== Text passage ==

Discussing fencing along the border, Barton said he is supportive of the measure.

“There are some areas where fences do make sense,” he said, saying it would work in known high-traffic areas for illegal immigration and noting also a significant increase in the number of border patrol.

The discussion on immigration issues touched on the impact on Social Security, with Barton saying benefits are intended to go to people with valid numbers - either citizens or legal residents.

“I do not support state and federal benefits going to illegal immigrants,” Barton said. “If you have a legitimate Social Security card - and not a fake one - you are entitled to that benefit.”

A change in the law allows hospitals to ask if a person is a citizen, he said, noting the facilities can decline service unless it’s a life-threatening situation. If not life-threatening and the hospital does choose to provide care, that care is not eligible for Medicare reimbursement.

In opposing amnesty for illegal immigrants, Barton said he could see a several-year phased-in period where people leave the country and reapply to come back in under a legal status.

“I do believe we should still be a country that embraces immigrants - legally,” he said. “I don’t care about ethnicity as long as they are willing to work and help their family and build a better state and better country.”

In his other remarks, Barton touched on energy, citing Texas’ status as the nation’s largest energy producer - and its largest consumer.

“We’re a net importer of energy,” Barton said, saying he is supportive of utilizing the latest in clean coal technology.

Relating to recent reports of defective and tainted Chinese goods, Barton said he has pushed for China to allow U.S. inspectors into its manufacturing facilities.

While trade allows for lower prices and a better choice, “we do have to insist they adopt the same inspection standards and safety standards,” he said. “I’m advocating China allow U.S. inspectors to go in. … We ought to have the right to do that now.

===
== Source material ==

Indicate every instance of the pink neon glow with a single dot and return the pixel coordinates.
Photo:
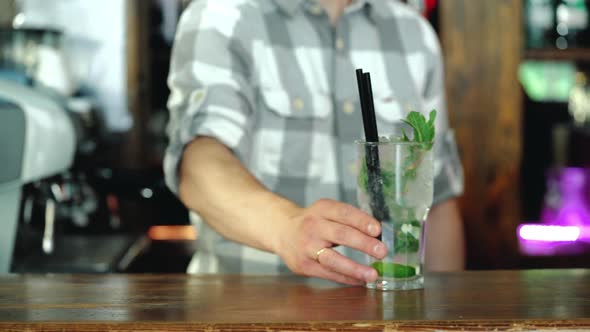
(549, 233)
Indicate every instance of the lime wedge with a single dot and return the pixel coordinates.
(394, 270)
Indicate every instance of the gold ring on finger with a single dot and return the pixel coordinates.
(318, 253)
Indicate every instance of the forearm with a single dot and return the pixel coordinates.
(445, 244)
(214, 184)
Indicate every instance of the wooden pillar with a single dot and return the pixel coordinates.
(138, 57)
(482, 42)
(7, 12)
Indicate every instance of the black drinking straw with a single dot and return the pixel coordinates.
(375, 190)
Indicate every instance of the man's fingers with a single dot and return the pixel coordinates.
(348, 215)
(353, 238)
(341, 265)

===
== Source material ==

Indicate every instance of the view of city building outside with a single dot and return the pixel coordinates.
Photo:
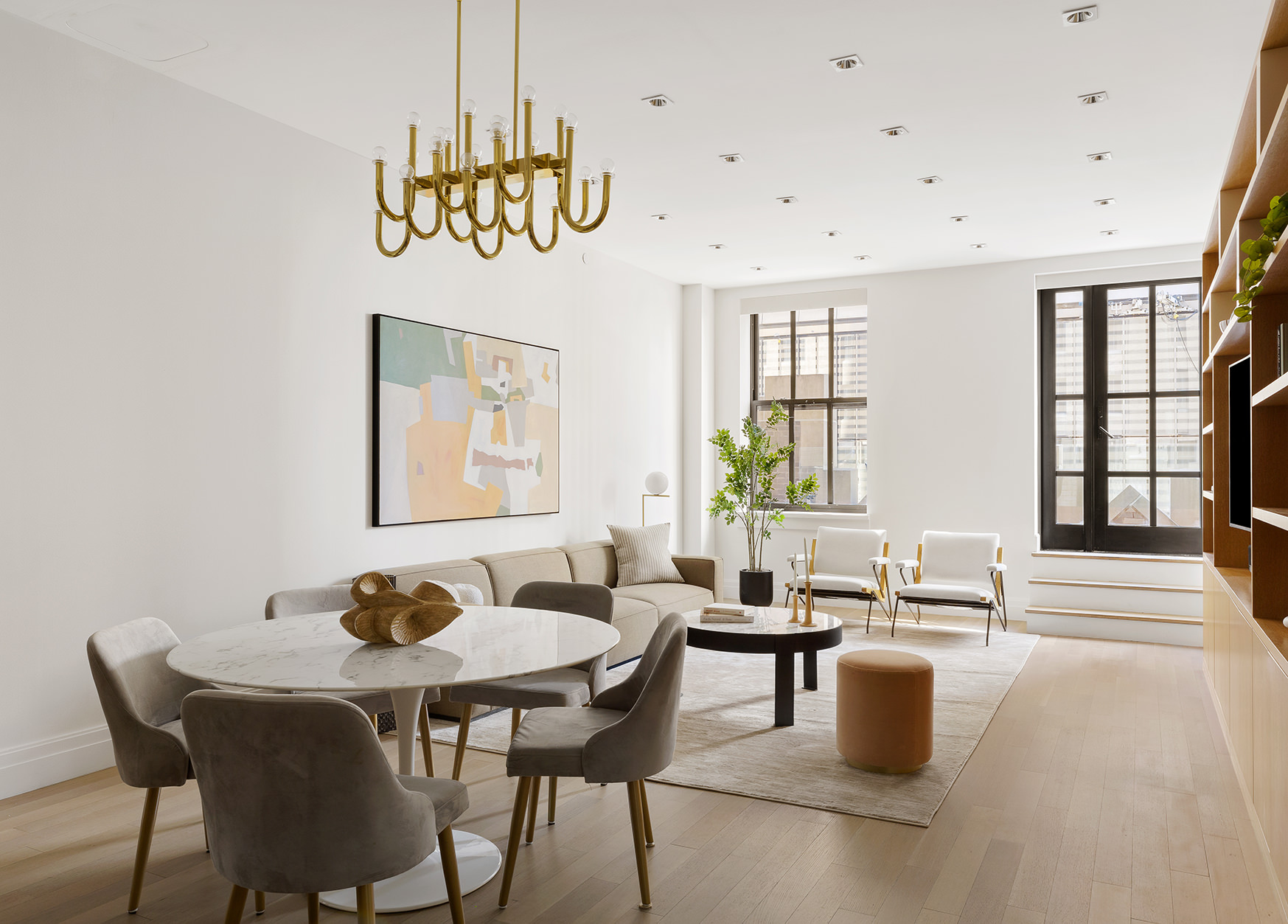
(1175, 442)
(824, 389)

===
== Source material ==

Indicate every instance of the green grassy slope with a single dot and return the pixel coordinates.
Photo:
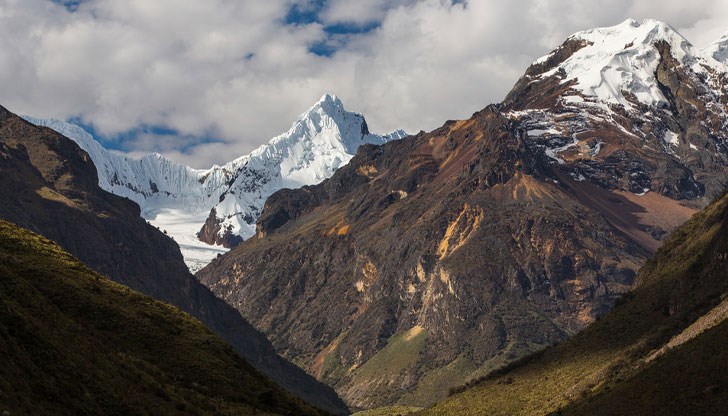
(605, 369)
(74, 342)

===

What you are asked to do >>
Write out the part of the passage on Barton's remarks that begins with the words "A change in" and stops after "for Medicare reimbursement.".

Solution to this problem >>
A change in the law allows hospitals to ask if a person is a citizen, he said, noting the facilities can decline service unless it’s a life-threatening situation. If not life-threatening and the hospital does choose to provide care, that care is not eligible for Medicare reimbursement.